→ Stated goal: Render everything from the start of the entries down to the line containing "M 113 118 L", as a Markdown table with the columns Number and Content. Put each line's number under Number and the line under Content, and leave out blank lines.

→ Records shown:

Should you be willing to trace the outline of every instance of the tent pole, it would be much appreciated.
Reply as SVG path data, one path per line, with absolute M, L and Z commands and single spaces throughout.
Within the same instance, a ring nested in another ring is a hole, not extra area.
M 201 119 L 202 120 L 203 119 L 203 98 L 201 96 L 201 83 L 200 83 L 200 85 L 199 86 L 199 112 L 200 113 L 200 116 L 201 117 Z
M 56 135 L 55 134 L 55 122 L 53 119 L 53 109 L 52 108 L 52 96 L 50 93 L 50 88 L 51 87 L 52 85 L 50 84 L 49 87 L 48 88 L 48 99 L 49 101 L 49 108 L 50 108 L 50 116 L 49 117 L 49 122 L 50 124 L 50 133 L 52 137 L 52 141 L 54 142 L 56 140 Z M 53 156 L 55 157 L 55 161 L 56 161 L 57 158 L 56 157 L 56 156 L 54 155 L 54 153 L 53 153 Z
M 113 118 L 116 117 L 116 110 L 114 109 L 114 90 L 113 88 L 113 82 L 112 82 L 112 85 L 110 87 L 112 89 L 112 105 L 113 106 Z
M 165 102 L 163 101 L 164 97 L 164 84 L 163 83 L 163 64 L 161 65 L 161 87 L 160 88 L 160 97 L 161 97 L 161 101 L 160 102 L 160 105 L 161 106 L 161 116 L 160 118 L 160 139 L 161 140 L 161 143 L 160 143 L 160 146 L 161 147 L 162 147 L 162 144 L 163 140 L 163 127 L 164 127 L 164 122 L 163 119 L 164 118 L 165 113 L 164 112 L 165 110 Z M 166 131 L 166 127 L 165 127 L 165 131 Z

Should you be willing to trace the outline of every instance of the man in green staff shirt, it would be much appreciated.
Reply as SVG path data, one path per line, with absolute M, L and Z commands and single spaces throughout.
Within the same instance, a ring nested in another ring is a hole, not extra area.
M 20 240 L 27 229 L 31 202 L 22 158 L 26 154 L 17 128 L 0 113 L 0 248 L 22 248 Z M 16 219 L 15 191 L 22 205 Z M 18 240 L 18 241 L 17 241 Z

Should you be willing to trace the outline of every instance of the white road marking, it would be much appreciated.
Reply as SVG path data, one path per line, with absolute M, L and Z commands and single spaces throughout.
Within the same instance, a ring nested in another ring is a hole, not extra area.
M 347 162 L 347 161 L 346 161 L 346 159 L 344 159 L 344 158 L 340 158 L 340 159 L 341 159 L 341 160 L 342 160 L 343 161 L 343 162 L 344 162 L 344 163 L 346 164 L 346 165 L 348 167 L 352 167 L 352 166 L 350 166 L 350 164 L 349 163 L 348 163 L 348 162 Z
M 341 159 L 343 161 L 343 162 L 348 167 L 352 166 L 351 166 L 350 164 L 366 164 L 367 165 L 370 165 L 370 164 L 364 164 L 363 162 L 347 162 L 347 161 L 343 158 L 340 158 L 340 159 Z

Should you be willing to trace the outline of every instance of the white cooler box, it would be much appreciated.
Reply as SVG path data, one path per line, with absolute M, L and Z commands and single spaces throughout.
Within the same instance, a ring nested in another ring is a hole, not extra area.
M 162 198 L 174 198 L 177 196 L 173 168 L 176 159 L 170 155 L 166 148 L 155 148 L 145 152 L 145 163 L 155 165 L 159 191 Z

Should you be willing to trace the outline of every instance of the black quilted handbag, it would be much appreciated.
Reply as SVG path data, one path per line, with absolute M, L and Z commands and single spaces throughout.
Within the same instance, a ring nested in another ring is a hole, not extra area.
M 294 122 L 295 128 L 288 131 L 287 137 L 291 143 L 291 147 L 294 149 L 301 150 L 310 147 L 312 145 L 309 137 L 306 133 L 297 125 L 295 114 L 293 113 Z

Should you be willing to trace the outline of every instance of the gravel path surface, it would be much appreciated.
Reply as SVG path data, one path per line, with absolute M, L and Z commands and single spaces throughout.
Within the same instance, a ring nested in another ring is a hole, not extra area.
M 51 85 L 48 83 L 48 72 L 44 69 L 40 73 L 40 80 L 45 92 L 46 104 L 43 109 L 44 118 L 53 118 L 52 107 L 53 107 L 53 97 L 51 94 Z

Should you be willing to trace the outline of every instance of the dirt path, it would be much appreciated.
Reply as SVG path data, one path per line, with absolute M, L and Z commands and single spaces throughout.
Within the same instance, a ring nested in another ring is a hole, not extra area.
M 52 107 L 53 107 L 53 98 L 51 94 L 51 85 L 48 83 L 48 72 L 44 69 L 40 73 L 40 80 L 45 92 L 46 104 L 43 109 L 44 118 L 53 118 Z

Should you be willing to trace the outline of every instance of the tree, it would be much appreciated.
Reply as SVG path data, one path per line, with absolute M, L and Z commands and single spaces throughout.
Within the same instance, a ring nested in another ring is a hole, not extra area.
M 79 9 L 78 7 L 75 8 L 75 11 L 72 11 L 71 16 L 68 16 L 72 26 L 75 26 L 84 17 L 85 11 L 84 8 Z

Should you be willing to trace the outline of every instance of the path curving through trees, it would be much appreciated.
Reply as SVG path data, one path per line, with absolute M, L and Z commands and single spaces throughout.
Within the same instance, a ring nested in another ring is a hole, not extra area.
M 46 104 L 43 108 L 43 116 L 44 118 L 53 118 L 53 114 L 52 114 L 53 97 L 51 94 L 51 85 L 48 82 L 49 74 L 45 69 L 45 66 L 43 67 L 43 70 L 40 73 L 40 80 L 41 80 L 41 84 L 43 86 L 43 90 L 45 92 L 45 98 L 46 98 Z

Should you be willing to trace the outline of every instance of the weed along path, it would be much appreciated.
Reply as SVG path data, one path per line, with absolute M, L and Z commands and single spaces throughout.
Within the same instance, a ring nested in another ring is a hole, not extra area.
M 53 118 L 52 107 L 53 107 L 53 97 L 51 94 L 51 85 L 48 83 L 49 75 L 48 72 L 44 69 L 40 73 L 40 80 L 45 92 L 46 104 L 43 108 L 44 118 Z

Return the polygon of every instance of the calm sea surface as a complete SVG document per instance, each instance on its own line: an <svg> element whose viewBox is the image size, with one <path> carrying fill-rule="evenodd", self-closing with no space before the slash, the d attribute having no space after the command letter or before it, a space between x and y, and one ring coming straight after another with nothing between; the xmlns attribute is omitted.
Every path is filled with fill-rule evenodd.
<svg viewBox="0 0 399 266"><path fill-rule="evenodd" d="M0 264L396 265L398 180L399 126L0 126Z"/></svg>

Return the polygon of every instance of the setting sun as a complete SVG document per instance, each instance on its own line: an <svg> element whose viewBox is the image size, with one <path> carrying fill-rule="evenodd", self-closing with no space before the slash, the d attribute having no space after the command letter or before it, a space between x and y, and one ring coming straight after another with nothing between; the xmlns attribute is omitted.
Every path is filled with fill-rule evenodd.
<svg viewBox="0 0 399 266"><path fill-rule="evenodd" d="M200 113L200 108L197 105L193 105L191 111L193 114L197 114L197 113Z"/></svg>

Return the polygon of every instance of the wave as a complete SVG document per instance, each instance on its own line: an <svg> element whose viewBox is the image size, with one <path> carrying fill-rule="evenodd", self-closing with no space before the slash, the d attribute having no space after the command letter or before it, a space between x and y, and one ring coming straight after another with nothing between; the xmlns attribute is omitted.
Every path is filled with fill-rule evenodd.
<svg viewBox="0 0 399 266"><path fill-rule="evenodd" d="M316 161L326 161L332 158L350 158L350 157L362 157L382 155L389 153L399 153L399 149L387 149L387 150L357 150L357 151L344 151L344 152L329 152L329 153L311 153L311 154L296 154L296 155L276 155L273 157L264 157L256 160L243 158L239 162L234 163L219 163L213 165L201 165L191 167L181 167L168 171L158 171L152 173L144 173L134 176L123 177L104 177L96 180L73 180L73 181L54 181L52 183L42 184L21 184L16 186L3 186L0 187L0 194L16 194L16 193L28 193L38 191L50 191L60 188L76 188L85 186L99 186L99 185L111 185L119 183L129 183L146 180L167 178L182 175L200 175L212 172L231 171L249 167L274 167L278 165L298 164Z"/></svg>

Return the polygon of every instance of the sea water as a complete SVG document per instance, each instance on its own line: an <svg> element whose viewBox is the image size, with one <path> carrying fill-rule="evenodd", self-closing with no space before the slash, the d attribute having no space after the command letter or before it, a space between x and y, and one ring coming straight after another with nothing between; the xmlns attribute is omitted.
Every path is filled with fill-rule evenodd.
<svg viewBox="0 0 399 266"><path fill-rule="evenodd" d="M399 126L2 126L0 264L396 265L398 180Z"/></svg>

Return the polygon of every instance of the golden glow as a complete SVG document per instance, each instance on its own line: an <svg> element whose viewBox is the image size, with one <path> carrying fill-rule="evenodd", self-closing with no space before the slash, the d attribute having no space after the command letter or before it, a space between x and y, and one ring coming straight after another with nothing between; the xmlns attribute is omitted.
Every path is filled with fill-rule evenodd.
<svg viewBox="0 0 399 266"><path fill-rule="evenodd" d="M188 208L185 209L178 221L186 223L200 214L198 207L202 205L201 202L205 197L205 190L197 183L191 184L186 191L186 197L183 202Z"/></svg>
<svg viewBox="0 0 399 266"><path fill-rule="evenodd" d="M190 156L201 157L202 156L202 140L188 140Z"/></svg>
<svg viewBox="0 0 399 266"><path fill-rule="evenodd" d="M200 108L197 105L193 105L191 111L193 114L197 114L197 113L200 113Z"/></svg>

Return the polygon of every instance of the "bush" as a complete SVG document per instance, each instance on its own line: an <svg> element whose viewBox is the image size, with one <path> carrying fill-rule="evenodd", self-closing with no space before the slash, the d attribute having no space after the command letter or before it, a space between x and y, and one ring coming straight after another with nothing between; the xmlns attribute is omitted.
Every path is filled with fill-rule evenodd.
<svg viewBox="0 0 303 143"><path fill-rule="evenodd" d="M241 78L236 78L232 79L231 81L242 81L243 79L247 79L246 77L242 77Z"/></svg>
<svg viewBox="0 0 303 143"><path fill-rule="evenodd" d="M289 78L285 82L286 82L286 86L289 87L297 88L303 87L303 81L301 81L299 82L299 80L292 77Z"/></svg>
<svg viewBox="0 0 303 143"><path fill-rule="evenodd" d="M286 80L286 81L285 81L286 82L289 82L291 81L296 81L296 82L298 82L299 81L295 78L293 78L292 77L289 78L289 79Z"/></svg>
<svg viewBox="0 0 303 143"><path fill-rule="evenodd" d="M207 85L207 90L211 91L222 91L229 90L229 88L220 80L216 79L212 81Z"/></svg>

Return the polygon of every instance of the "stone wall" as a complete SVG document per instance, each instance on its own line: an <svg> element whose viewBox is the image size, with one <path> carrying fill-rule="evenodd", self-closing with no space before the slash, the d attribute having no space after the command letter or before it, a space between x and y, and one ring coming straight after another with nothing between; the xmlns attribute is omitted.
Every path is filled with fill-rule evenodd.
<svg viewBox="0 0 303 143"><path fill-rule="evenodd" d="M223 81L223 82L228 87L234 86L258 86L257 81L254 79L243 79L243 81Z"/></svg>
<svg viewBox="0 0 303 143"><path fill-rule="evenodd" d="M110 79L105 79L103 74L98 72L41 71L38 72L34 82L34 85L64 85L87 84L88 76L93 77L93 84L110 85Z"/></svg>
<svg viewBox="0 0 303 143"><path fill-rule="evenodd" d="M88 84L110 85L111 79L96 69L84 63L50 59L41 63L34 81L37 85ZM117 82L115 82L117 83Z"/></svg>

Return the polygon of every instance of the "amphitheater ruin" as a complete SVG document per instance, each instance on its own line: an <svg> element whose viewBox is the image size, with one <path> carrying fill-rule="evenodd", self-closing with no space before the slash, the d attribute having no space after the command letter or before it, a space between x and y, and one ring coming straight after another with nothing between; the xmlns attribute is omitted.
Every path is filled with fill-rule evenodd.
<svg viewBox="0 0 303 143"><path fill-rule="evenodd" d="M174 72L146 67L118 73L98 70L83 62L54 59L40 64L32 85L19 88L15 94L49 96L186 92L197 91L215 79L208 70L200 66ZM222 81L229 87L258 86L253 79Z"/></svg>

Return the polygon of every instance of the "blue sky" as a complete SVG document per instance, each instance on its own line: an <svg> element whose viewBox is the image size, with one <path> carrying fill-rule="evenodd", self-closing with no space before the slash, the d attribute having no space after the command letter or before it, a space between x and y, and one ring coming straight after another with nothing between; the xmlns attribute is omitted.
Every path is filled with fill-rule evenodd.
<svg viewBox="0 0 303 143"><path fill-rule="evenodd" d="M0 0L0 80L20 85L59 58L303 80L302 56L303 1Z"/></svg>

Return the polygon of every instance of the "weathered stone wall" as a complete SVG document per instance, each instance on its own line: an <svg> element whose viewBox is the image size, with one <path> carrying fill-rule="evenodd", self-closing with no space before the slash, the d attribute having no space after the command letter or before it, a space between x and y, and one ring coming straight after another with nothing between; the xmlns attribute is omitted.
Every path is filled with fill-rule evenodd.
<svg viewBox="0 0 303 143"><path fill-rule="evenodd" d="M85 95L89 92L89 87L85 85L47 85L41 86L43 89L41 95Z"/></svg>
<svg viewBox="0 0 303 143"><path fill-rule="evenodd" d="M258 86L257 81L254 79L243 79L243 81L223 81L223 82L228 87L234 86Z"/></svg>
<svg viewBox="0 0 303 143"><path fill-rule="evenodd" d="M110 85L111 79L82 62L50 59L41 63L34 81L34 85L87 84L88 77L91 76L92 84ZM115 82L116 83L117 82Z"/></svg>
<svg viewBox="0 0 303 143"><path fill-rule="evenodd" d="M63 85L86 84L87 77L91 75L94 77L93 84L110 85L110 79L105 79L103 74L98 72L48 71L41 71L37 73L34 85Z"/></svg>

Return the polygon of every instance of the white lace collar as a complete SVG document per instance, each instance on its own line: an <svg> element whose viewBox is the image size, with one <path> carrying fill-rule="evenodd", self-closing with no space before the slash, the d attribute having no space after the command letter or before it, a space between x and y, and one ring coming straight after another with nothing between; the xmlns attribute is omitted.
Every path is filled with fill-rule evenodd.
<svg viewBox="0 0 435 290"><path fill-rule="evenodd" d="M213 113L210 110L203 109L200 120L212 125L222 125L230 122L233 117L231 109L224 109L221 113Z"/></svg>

→ Task solution:
| Number | Content |
|---|---|
| 1 | Should you be willing to trace the outline of every instance of the tent pole, it would be much appreciated. |
| 2 | Reply as SVG path data, one path per line, with absolute M, L and Z commands and single spaces throughout. |
| 3 | Within the same instance, a ring nested in another ring is a hole, not extra area. |
| 4 | M 201 119 L 202 120 L 203 119 L 203 98 L 201 96 L 201 83 L 200 83 L 200 85 L 199 86 L 199 112 L 200 113 L 200 116 L 201 117 Z |
| 5 | M 56 135 L 55 134 L 55 122 L 53 119 L 53 109 L 52 108 L 52 96 L 50 93 L 50 88 L 51 87 L 52 85 L 50 84 L 49 87 L 48 88 L 48 99 L 49 101 L 49 108 L 50 108 L 50 116 L 49 117 L 49 122 L 50 124 L 50 133 L 52 137 L 52 141 L 54 142 L 56 140 Z M 53 156 L 55 157 L 55 161 L 56 161 L 57 158 L 56 157 L 56 156 L 54 155 L 54 153 L 53 153 Z |
| 6 | M 113 118 L 116 117 L 116 110 L 114 109 L 114 90 L 113 88 L 113 82 L 112 82 L 112 85 L 110 87 L 112 89 L 112 105 L 113 106 Z |